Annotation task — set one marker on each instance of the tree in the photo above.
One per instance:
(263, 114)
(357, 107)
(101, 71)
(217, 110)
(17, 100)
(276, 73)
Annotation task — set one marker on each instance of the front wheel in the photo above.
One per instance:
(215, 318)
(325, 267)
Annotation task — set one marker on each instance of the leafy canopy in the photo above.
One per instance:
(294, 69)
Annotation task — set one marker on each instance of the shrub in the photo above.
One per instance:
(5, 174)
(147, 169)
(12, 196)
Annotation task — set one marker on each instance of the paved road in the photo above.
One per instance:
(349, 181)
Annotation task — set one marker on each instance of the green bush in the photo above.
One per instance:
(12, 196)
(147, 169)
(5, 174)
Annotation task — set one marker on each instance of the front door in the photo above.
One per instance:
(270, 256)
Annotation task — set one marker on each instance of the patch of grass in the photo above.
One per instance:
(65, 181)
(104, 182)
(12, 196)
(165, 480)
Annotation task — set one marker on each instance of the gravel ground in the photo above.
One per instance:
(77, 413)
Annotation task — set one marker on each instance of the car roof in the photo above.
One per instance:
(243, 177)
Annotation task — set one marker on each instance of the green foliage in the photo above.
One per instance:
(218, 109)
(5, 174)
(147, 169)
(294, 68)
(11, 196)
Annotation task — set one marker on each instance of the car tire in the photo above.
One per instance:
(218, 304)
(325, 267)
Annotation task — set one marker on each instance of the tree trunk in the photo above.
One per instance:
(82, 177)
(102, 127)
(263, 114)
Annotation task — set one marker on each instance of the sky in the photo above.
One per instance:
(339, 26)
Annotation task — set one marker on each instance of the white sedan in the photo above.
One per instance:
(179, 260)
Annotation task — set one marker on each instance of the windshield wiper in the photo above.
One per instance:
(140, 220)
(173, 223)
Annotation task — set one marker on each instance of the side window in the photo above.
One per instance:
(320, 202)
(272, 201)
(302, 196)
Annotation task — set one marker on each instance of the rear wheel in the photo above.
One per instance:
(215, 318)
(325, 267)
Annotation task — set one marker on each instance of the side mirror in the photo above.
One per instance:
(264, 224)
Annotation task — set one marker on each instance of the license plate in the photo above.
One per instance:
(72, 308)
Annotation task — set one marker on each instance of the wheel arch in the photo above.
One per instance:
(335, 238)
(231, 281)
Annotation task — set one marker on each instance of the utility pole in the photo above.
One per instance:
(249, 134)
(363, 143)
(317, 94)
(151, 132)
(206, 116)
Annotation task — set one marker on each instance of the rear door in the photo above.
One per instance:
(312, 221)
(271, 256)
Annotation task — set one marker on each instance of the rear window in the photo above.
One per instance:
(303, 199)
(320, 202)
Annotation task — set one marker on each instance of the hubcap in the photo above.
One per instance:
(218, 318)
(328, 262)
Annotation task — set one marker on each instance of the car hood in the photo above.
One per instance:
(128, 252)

**Activity**
Scan the data above, find each line with "green", and copy it.

**Solution**
Annotation task — set one marker on each instance of the green bush in the photo above.
Annotation task — set one marker on each instance of the green foliage in the photo above.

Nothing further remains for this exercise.